What you are asked to do → Exactly as written, return the entries below, minus any pictures.

(Dataset entries)
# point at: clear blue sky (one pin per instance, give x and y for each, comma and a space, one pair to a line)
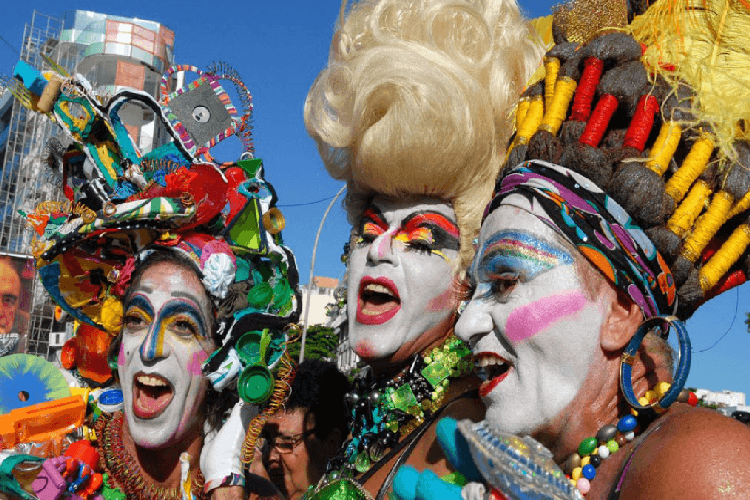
278, 48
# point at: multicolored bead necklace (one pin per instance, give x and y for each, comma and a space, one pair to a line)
388, 409
581, 467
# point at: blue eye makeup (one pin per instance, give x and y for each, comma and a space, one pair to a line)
513, 255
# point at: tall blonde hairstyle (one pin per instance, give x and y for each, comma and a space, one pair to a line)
416, 98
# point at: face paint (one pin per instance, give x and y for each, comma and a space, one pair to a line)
400, 276
532, 327
164, 342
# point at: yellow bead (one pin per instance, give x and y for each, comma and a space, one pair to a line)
576, 474
662, 388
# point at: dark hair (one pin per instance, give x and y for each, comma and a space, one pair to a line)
319, 387
618, 162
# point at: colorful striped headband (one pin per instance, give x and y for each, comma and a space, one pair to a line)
599, 228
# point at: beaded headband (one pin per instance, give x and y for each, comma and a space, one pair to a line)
123, 203
638, 121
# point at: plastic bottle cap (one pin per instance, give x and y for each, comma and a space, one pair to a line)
111, 400
256, 384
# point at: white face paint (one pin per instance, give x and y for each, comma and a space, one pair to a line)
400, 275
165, 340
530, 323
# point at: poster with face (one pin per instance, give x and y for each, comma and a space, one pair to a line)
16, 280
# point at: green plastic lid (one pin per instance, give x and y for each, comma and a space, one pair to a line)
255, 384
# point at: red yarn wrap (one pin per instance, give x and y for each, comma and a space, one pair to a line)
597, 124
592, 72
643, 121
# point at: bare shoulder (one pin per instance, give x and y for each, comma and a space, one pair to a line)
695, 453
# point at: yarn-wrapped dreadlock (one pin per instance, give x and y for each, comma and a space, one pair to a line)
661, 130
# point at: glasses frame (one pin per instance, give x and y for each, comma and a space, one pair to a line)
293, 440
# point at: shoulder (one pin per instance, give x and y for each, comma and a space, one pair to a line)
695, 453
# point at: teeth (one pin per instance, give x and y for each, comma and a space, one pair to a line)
489, 367
151, 381
376, 288
486, 361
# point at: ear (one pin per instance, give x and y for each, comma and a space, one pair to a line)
621, 323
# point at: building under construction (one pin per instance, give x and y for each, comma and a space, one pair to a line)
111, 52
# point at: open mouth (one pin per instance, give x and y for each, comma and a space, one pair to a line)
491, 370
151, 395
378, 301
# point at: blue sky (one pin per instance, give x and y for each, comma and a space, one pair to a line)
278, 48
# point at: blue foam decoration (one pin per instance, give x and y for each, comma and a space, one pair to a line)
456, 448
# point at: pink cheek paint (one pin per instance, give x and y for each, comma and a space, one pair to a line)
121, 355
196, 363
528, 320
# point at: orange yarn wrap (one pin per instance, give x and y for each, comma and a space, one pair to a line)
643, 121
599, 121
592, 72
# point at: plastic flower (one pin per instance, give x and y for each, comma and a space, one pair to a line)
218, 274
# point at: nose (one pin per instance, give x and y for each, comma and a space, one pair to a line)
381, 250
475, 322
154, 346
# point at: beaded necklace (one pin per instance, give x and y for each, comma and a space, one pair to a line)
522, 467
126, 471
388, 409
581, 466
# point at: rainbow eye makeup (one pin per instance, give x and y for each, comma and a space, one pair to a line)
372, 225
427, 232
179, 316
512, 256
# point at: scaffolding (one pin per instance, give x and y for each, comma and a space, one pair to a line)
25, 181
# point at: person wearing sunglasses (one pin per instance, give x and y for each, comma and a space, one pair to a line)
299, 441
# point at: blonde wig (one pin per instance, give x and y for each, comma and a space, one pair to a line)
416, 98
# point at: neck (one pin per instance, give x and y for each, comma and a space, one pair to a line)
598, 403
161, 466
400, 360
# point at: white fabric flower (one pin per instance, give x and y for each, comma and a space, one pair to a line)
218, 274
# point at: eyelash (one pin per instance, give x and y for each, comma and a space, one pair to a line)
420, 246
187, 325
502, 284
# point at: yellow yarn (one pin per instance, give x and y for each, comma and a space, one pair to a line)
693, 165
531, 121
728, 254
740, 206
556, 112
664, 147
707, 225
521, 110
706, 42
689, 210
552, 69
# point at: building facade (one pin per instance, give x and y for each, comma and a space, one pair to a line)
111, 52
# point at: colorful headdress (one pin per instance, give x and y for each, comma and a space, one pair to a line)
123, 203
655, 118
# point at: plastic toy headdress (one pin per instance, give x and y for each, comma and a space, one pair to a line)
123, 203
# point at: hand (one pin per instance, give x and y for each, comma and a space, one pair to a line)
221, 456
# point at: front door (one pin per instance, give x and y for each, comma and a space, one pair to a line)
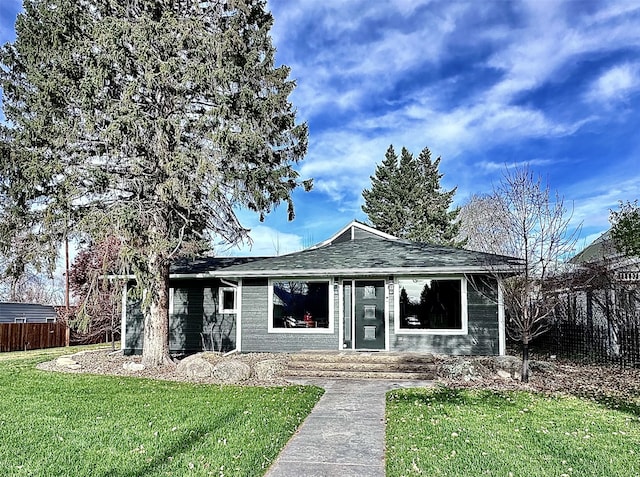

Written answer →
# point at: clear blue sky (one pin per instance, give x and y for each, comma and a space, one pair to a line)
278, 48
# point at: multicolored bead necklace (one pin per instance, give x and y for each, comma and a space, one pair to a line)
388, 409
581, 467
# point at: blue eye makeup (one pin per instance, give x and y for each, comma and a space, one pair to a line)
513, 255
# point at: tall blonde hairstyle (one pin per instance, give x and y for each, comma and a space, one pair to a line)
416, 98
# point at: face paint (one pin per instance, give x and y for each, comma and a space, one pair to a line)
400, 276
532, 327
164, 342
# point at: yellow bead (one pin per instance, give x and y for each, comma and a space, one pair to a line)
576, 474
662, 388
# point at: dark hair (one pin per instance, give x and y for each, comma and a space, one pair to a line)
319, 387
618, 162
# point at: colorful striped headband (one pin per instance, give x and y for each, comma and a space, one pair to a line)
599, 228
# point at: beaded headband (one pin per instance, give x and y for each, comma and a space, one pair to a line)
123, 203
638, 121
# point at: plastic bottle cap (one pin per instance, give x and y for each, comma and a space, one pair to a line)
111, 400
256, 384
# point at: white face paint (one pin per instance, give x and y for each, comma and a space, one pair to a line)
400, 275
165, 340
530, 323
# point at: poster with face (one pin per instance, give x and y for each, comma and a space, one pair to a line)
16, 280
# point at: green plastic lid (one pin per instance, give x and y for each, comma and a space, one pair to a line)
255, 384
# point at: red yarn wrap (one pin per instance, give x and y for each, comma and a space, one pair to a line)
597, 124
592, 72
643, 121
# point at: bare shoulder (one pin per instance, give x and y for each, comma and a space, one pair to a line)
695, 453
# point at: yarn-wrapped dreadlock (one pin per instance, give x and y for each, comma and a space, one pair to a line)
661, 130
# point at: glasses frame (one pin per instance, give x and y for each, comma and a space, one pair to a line)
293, 440
# point at: shoulder (one pin per instance, give x and y for each, comma and a space, one pair to a line)
695, 453
# point at: teeth (one pin per instance, give x and y for each, comma and a space, one pair to a line)
489, 367
151, 381
376, 288
486, 361
# point at: ear (one pin per instance, give x and y for each, comma and a space, one pair to a line)
621, 323
# point at: building under construction (one pin per instance, give x and y for each, comma and a space, one pair to a line)
111, 52
# point at: open mouth (one pin per instance, give x and y for each, comma and a space, one pair to a line)
491, 370
151, 395
378, 301
# point at: blue sky (one pin per instance, give x and y for each, comma and a space, one pair to a line)
278, 48
# point at: blue foam decoration (one pin per instance, give x and y for each, comma and a space, one pair to a line)
456, 448
# point at: pink cheek paint (one pin per instance, give x and y for each, comma and a space, one pair to a line)
121, 355
196, 363
528, 320
# point at: orange yarn wrap (one pin per instance, give x and y for each, comma and a space, one pair to a line)
643, 121
599, 121
592, 72
# point at: plastic flower (one pin per instance, give x and y for each, comma and a space, one pair to a line)
218, 274
# point at: nose (one pin per instance, give x and y for each, comma and a space, one pair to a line)
381, 250
475, 322
154, 346
# point at: beaded necklace (one pin per instance, give x and y for each, comma and a space, one pair to a line)
522, 467
126, 471
388, 409
581, 466
# point at: rainbow eye makeup (one pin per instance, give x and y for each, comma and a space, one pair to a line)
372, 225
427, 232
179, 316
512, 256
# point at: scaffolding (one pin per instance, give x and y for each, comma and a space, one pair to a line)
25, 181
# point at: person wearing sunglasses (one pin per instance, give x and y for each, comma and a space, one pair to a line)
299, 441
# point at: blonde wig (one pin per instance, give x and y for each, comma and a space, one pair to a line)
416, 98
# point at: neck (one pin per instance, give x and y for each, comma and a space, one pair to a line)
598, 403
161, 466
400, 360
# point at: white fabric flower (one pin per instance, give x and y for each, comma and a space, one pair to a line)
218, 274
# point at: eyelash (one pin per instance, give x and y for each, comma and a space, one pair to a line)
420, 246
187, 325
502, 284
# point at: yellow yarn (one pin per instance, give x and y for each, comma and a space, one pair to a line)
693, 165
531, 121
728, 254
740, 206
556, 112
664, 147
707, 225
521, 110
706, 42
689, 210
552, 69
# point at: building facade (one pin per instance, give x and y for each, comma and a space, one pair to a line)
111, 52
# point at: colorful headdress (one pin per instance, give x and y for each, comma and a space, one pair to a line)
123, 203
655, 118
# point at: plastic toy headdress (one pin per instance, give x and y for each, comma and a space, one pair to a line)
123, 203
# point at: hand (one pin per instance, give x and y for each, comma and a space, one pair to a line)
221, 456
# point at: front door (one pin per instance, give x and y for each, comma and a space, one pair to a line)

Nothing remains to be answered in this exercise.